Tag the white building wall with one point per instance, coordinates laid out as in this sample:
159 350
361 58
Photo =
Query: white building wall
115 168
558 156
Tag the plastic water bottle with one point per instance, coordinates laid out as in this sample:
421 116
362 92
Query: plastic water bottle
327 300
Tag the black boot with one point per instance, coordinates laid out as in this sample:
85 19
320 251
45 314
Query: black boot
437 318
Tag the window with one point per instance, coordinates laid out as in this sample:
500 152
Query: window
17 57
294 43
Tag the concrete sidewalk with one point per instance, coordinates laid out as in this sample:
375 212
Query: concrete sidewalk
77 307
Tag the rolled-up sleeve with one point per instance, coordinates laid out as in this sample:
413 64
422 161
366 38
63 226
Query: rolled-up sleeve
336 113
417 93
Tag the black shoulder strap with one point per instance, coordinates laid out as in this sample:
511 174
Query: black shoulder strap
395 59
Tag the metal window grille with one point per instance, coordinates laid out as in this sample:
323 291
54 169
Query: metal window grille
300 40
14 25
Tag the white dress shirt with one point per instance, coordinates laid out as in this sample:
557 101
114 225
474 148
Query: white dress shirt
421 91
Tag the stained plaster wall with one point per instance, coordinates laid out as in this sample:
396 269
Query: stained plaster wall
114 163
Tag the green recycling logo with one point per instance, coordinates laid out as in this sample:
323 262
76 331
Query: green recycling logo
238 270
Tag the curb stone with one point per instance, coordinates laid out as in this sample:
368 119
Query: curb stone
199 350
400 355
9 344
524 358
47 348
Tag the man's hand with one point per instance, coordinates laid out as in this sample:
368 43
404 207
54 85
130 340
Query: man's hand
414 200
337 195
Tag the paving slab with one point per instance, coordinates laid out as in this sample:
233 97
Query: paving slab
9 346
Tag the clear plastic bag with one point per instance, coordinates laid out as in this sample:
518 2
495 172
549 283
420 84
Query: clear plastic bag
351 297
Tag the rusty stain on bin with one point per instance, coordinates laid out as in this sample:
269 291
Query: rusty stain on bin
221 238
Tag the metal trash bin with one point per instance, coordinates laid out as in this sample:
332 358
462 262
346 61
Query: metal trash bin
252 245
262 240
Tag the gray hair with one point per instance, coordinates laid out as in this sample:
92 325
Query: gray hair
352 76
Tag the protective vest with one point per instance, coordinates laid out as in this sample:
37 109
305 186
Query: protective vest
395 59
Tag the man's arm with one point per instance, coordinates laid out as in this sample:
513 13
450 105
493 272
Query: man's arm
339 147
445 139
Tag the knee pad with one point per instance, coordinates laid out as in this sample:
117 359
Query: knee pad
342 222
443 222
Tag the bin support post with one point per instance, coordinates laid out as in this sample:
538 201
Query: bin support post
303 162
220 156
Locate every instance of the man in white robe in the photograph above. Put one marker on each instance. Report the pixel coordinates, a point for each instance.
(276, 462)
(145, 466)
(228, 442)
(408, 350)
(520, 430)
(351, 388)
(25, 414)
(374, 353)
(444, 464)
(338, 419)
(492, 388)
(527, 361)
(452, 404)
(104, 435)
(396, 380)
* * * * *
Transcribe the material above in its entirety. Match it exactly.

Tag the white building wall with one point per instance, coordinates laid out as in this sample:
159 350
361 58
Photo =
Query: white building wall
115 168
558 156
Tag the plastic water bottle with one point per instance, coordinates laid out as in this sample:
421 116
362 92
Query: plastic water bottle
327 300
Tag the black boot with one point per instance, coordinates laid out as in this sample:
85 19
320 251
45 314
Query: black boot
437 318
Tag the window with one point per instance, coordinates laid out as in this sample:
500 152
Query: window
17 57
294 43
Tag the concrete sidewalk with one point per instance, coordinates laid out as in this sample:
375 212
Query: concrete sidewalk
77 307
Tag the rolled-up sleeve with one point per instance, coordinates laid out as in this sample:
413 64
422 161
366 38
63 226
Query: rolled-up sleeve
336 113
417 93
Tag the black shoulder strap with one point per instance, coordinates laid out as in this sample:
511 174
Query: black shoulder strap
395 59
Tag the metal window grille with one point per instance, coordinates laid out as in this sample:
323 291
54 169
Query: metal window grille
300 40
14 25
Tag the white dress shirt with one point per instance, coordinates laid out as in this sample:
557 101
114 225
474 148
Query: white dress shirt
421 91
Tag the stained plaster wall with one point per instance, coordinates laid out as in this sample:
396 269
Query: stained plaster wall
114 163
Tag the green recycling logo with one point per instance, coordinates laid out as in this sample:
323 262
76 331
Query: green recycling logo
238 270
Tag the curb stone with one point per instance, coordinates laid out as in this sample:
368 119
Query: curb stone
199 350
400 355
9 344
524 358
47 348
Tag the man's hand with one point per instance, coordinates laid out as in this sample:
368 43
404 207
54 85
130 340
Query: man's hand
414 200
337 195
Tag the paving slab with one point per instance, coordinates laid out as in this sample:
233 97
Query: paving slab
9 346
Tag the clear plastic bag with one point per instance, coordinates laid out as in this sample:
518 2
495 172
549 283
420 84
Query: clear plastic bag
351 297
Tag the rusty stain on bin with one point per instance, coordinates laid out as in this sample:
269 291
Query: rusty stain on bin
221 238
Tag the metal trash bin with one point per instance, coordinates laid out as in this sample:
332 358
462 262
346 61
Query: metal trash bin
252 245
262 240
Tag the gray hair with one point per instance, coordinates laid out as in this sample:
92 325
Query: gray hair
352 76
Tag the protective vest with one point per instance, coordinates laid out as in this sample:
37 109
305 186
Query: protective vest
395 59
Tag the man's arm with one point per instance, coordinates laid out as in this sample:
513 13
450 105
493 272
Query: man's arm
339 147
445 139
Tag the knee pad with one point per instance, coordinates laid out as in this sample:
117 359
Query: knee pad
342 222
443 222
Tag the bin support post with one point per instance, coordinates laid out as in this sample:
538 201
Query: bin support post
303 162
220 156
Locate every instance of the man in white robe in the photograph above. Put one marker on each instance. Report the pixel coordinates, a point for each instance.
(276, 462)
(145, 466)
(228, 442)
(408, 350)
(520, 430)
(351, 388)
(25, 414)
(374, 353)
(444, 464)
(338, 419)
(492, 388)
(527, 361)
(452, 404)
(104, 435)
(396, 380)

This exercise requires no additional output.